What to work on: Write out again only the lines from the line with "Someone claims the ceiling" up to and including the line with "273;84;300;163". Keep the item text unchanged, and shift every bounding box coordinate by adding 148 to it.

Task inputs:
>>>

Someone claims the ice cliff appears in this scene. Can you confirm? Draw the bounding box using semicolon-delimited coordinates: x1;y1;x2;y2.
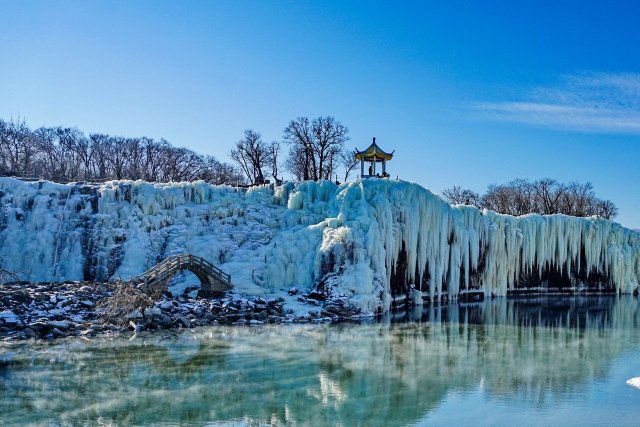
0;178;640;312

<<<
>>>

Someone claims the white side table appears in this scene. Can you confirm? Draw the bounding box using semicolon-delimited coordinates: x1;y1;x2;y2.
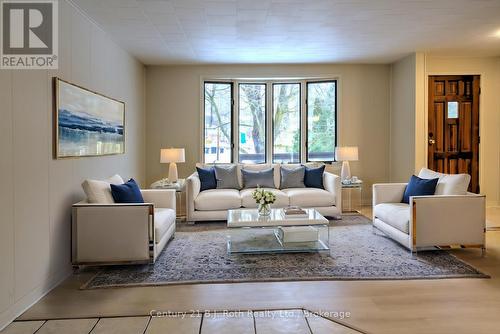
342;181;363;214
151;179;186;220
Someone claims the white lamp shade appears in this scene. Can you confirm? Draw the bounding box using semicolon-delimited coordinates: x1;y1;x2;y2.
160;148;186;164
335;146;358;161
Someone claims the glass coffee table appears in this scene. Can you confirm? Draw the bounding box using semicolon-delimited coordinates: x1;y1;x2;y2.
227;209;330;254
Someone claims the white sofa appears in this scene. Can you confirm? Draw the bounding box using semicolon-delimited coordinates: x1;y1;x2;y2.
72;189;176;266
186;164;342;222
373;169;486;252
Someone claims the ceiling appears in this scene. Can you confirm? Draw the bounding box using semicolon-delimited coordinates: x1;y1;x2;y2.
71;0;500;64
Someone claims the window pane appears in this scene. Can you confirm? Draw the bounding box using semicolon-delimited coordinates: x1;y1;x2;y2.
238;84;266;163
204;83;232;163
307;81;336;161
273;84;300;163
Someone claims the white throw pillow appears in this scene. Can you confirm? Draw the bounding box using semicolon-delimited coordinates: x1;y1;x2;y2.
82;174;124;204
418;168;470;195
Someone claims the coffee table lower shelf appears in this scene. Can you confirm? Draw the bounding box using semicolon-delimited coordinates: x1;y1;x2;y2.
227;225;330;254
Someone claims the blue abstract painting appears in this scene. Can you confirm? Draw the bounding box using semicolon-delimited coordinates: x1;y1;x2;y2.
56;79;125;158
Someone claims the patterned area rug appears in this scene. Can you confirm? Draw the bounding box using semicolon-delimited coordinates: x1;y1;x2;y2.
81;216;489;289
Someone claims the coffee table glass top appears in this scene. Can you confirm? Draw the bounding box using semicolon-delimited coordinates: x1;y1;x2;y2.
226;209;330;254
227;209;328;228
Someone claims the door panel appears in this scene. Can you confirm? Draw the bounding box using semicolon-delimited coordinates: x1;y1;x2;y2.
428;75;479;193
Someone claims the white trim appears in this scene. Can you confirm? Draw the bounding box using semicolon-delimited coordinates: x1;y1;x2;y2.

<<<

Answer to this exercise:
Someone claims the ceiling appears in this scene. Can you confirm? Draw the bounding box using semicolon-delimited coordinates: x1;y1;x2;y2.
219;148;648;212
Someone claims the window pane appears in this scene. Can you confirm? Draw the bounding box using semicolon-delimited coordinates: x1;y1;x2;y2.
386;232;414;311
352;231;380;311
455;229;484;309
421;232;448;311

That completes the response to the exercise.